------ Extract provided ------

No, you are dissembling to cover your demonstrated ignorance on the topic. Your attempt to establish that there is a confederacy of dunces aligned here in opposition to you is belied by the progressively more convoluted pseudo-syllogisms and digressions you have employed in trying to insist that no one but yourself is aware of the true nature of climate behavior. Exactly not one person is fooled by it, and frankly I would discourage anyone from continuing to respond to your agrammatical gibberish posts and continuum of counterfactual claims.

Stranger

It is clear that is only a few here have trouble understanding what is good or bad.

Nope, can’t speak for wolfpup, but I’m an agnostic, but even if I was not, it is clear that many believers do think that the rain falls on both the just and the unjust as the bible teach us; of course, like others point out later:

"The rain, it raineth on the just, and also on the unjust fella;

But mostly on the just because the unjust steals the just's umbrella!"

-Ogden Nash

As it happened in Louisiana, the poor are the ones that end up the most affected. Keeping them like that, and the further the contamination of our atmosphere continues, then the poor are more likely to get more unhealthy and with less chances to advance.

------ Dataset records ------

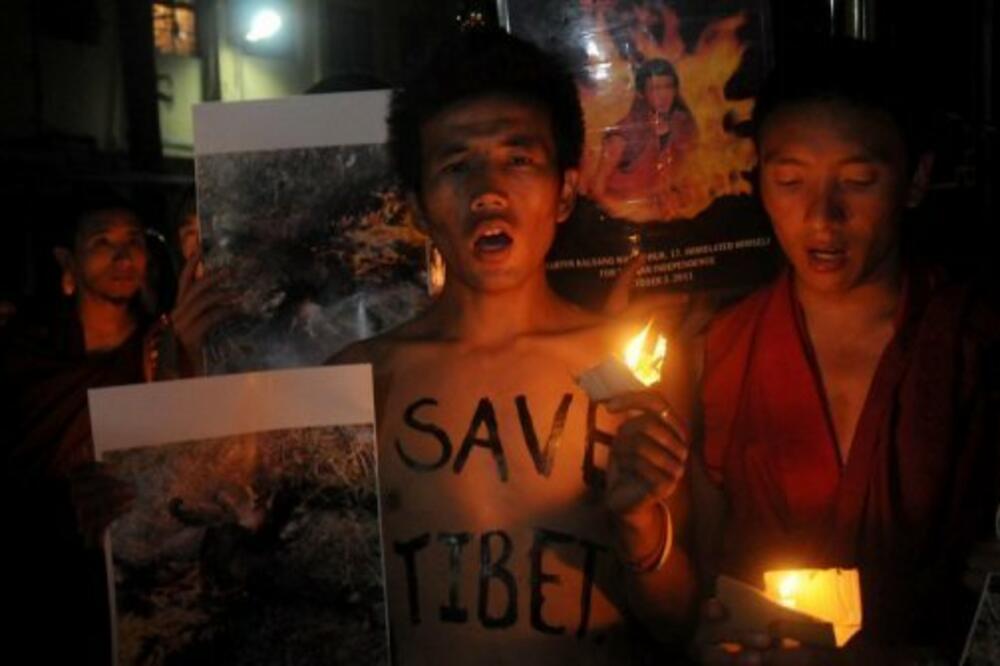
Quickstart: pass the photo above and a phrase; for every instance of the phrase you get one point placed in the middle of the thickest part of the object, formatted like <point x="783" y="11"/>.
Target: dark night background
<point x="88" y="100"/>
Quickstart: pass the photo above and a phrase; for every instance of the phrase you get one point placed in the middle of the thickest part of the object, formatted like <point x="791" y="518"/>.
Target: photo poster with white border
<point x="666" y="169"/>
<point x="299" y="211"/>
<point x="254" y="537"/>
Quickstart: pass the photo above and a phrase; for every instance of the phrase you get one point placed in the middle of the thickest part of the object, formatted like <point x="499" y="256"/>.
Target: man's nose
<point x="123" y="252"/>
<point x="487" y="190"/>
<point x="827" y="206"/>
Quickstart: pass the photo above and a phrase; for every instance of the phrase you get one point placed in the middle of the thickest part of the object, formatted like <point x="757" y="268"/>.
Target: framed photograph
<point x="667" y="90"/>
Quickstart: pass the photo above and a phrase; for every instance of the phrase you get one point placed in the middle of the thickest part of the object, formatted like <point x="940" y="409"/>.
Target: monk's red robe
<point x="922" y="478"/>
<point x="54" y="586"/>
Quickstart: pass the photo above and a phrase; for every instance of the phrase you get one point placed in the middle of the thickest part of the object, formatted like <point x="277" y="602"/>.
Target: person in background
<point x="58" y="501"/>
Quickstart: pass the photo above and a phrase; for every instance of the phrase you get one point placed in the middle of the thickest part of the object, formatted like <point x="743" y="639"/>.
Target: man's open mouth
<point x="827" y="258"/>
<point x="492" y="240"/>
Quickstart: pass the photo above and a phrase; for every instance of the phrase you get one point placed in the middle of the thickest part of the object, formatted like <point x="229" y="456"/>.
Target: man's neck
<point x="106" y="324"/>
<point x="493" y="319"/>
<point x="875" y="300"/>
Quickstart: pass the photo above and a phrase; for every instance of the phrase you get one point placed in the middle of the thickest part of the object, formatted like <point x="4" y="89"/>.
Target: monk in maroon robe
<point x="850" y="408"/>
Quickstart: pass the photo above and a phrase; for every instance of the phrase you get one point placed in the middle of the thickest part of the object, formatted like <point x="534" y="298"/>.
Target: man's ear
<point x="413" y="200"/>
<point x="567" y="194"/>
<point x="920" y="180"/>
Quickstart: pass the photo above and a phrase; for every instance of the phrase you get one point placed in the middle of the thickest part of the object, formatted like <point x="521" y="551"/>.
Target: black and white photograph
<point x="256" y="547"/>
<point x="299" y="212"/>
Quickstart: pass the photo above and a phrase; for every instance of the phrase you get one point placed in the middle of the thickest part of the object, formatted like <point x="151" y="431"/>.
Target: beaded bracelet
<point x="655" y="560"/>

------

Written instruction: Extend the forum exchange about climate behavior and its effect on the poor, starting right after its final sentence.

Task result:
So in reality this issue is also about “bad” in the biblical sense when many of the rich and powerful just insist on misleading people about this issue:

Jeremiah 5:27:

For clarity let me say that in the above quotes and in the ones that follow I have replaced your ridiculous flood of ellipses with single periods in order to avoid ambiguity when I use ellipses properly to indicate omitted irrelevant content.

No, you have not answered the challenge. You have, in fact, continued the complete incoherency so well described in this remark. This is a board dedicated to fighting ignorance and that’s what it’s continually necessary to do, it seems, whenever you post about climate change.

Your attempt at digression about “energy” vs. “power” is so completely ridiculous and irrelevant that it reminds me of another discussion demonstrating your lack of scientific knowledge that I’ll get to in a moment. Solar energy in the form of insolation incident upon the earth is absorbed and stored in the land, atmosphere, and oceans, and the latent heat of evaporation and evapotranspiration, which is why we speak of the earth’s energy budget and how greenhouse gas forcing increases the energy of climate systems. We don’t speak of the earth’s “power budget”. Energy is stored, power is not; power is the rate at which these higher energies are dissipated in potentially stronger storms, heavier rainfalls, circulation changes, and concentrated heat waves.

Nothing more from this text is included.